◆ What you are asked to do
The reply should contain each record below, returned exactly as given.

◆ Dataset content
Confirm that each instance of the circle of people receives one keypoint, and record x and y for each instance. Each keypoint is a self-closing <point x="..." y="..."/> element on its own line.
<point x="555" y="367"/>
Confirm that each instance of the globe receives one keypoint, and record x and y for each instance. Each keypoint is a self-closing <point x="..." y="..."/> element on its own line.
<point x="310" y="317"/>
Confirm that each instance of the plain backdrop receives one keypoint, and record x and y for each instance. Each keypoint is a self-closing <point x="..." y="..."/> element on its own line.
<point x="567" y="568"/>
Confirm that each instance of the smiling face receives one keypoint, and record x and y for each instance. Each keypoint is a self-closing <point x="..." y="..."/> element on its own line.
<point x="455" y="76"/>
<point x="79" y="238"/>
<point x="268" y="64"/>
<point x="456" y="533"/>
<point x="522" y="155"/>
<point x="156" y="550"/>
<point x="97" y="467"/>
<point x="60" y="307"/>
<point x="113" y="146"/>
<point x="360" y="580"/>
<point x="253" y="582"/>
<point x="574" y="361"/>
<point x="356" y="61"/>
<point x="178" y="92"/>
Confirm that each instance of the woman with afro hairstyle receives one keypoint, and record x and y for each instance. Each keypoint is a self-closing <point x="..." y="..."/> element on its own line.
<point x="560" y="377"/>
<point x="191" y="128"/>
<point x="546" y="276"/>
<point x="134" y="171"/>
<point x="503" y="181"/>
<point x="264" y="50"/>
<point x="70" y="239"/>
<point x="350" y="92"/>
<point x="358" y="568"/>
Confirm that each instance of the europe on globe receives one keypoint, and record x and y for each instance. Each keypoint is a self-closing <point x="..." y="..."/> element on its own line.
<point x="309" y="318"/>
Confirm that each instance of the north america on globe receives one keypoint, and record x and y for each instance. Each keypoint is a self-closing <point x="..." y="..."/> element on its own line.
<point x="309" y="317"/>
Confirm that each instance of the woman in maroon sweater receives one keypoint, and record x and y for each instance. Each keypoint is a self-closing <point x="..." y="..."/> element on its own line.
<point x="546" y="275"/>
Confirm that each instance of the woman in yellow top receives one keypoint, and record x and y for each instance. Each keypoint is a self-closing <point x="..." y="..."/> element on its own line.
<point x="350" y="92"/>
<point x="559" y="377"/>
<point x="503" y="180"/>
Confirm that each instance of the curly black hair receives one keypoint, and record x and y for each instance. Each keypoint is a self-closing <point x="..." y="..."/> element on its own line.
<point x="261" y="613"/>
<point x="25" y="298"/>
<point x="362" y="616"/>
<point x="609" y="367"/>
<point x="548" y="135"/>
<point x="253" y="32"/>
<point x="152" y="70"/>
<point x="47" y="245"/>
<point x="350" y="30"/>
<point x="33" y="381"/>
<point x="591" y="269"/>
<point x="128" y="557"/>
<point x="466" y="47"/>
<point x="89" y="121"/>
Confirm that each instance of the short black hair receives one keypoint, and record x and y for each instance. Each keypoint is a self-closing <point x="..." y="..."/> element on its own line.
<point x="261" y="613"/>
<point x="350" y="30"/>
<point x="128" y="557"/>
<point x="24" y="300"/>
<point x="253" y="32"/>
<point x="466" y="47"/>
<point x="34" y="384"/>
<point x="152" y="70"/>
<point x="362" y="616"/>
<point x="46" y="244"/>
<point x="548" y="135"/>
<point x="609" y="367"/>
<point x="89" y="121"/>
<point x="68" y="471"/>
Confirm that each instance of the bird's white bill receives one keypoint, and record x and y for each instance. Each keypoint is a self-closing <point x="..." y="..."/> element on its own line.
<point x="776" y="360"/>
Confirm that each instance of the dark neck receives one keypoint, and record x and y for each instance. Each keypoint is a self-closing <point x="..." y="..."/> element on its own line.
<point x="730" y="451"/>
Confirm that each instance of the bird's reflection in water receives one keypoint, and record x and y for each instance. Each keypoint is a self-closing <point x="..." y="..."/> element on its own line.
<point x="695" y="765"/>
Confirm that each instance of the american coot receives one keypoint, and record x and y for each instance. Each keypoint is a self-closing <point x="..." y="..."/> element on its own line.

◆ Finished exercise
Confirm that each instance of the circle of people receives one keypoint, and record x and y for each instance. Each keypoint is a self-closing <point x="..." y="..."/> element on its own line.
<point x="555" y="367"/>
Confirm that each instance of the globe receives one keypoint, and record x and y for each instance. Each keypoint is a self-closing <point x="..." y="..."/> element on its own line.
<point x="310" y="317"/>
Confirm that each instance of the plain backdrop receives one keypoint, and record x and y for each instance. Each keypoint is a self-closing <point x="..." y="..."/> element on its own line.
<point x="567" y="568"/>
Confirm that each instance of the smiling face receives one keypoint, and record x and y for each instance. Each keypoint is a self-closing <point x="..." y="..."/> element on its own line.
<point x="455" y="76"/>
<point x="79" y="238"/>
<point x="268" y="64"/>
<point x="456" y="533"/>
<point x="522" y="155"/>
<point x="156" y="550"/>
<point x="97" y="467"/>
<point x="60" y="307"/>
<point x="113" y="146"/>
<point x="360" y="580"/>
<point x="253" y="582"/>
<point x="574" y="361"/>
<point x="356" y="61"/>
<point x="178" y="92"/>
Confirm that each instance of the woman with afro hairstyle receives one keypoint, and record x and y for each instance. Each keypoint is a self-closing <point x="..." y="..."/> element on its own line.
<point x="560" y="377"/>
<point x="191" y="128"/>
<point x="546" y="276"/>
<point x="134" y="171"/>
<point x="503" y="181"/>
<point x="264" y="50"/>
<point x="70" y="239"/>
<point x="350" y="92"/>
<point x="358" y="568"/>
Confirm that each instance of the europe on globe receives one keypoint, and record x and y for each instance. Each keypoint is a self-closing <point x="..." y="..."/> element on its own line.
<point x="309" y="318"/>
Confirm that each instance of the north america on globe receives one keypoint, and record x and y for each instance. Each keypoint is a self-closing <point x="..." y="..."/> element on its own line.
<point x="309" y="317"/>
Confirm that each instance of the woman in maroon sweater receives one keypoint, and record x and y for each instance. Each keypoint is a self-closing <point x="..." y="..."/> element on its own line.
<point x="546" y="275"/>
Confirm that each instance of the woman in yellow top receives one keypoint, and record x and y for each instance. Each keypoint is a self-closing <point x="..." y="..."/> element on its own line.
<point x="350" y="92"/>
<point x="559" y="377"/>
<point x="503" y="180"/>
Confirm that each instance of the curly black hair receives one keypoint, and record x and y for each instance. Each keypoint is a self-closing <point x="..." y="..."/> element on its own line.
<point x="261" y="613"/>
<point x="25" y="298"/>
<point x="362" y="616"/>
<point x="609" y="367"/>
<point x="548" y="135"/>
<point x="253" y="32"/>
<point x="152" y="70"/>
<point x="47" y="245"/>
<point x="350" y="30"/>
<point x="33" y="381"/>
<point x="591" y="269"/>
<point x="128" y="557"/>
<point x="466" y="47"/>
<point x="89" y="121"/>
Confirm that each instance of the short black hair receives one keypoint, and record x and y for each instance. Each keypoint is a self-closing <point x="..." y="..."/> element on its own line.
<point x="261" y="613"/>
<point x="350" y="30"/>
<point x="128" y="557"/>
<point x="24" y="300"/>
<point x="253" y="32"/>
<point x="466" y="47"/>
<point x="34" y="384"/>
<point x="152" y="70"/>
<point x="362" y="616"/>
<point x="46" y="244"/>
<point x="548" y="135"/>
<point x="609" y="367"/>
<point x="89" y="121"/>
<point x="68" y="471"/>
Confirm that each instance of the bird's white bill receives one keypoint, and record x and y for each instance. Each keypoint is a self-closing <point x="..." y="..."/> element on its own line.
<point x="776" y="360"/>
Confirm that each instance of the dark neck receives one keypoint, and record x and y for each instance. Each keypoint is a self-closing <point x="..." y="..."/> element on its own line.
<point x="730" y="451"/>
Confirm that each instance of the bird's reflection in water receives one keypoint, and record x and y for each instance. Each keypoint is a self-closing <point x="..." y="..."/> element on its own line.
<point x="695" y="765"/>
Confirm that each instance of the american coot receives one keypoint, and record x and y for each instance. Each keypoint is a self-closing <point x="..." y="..."/> element on its own line.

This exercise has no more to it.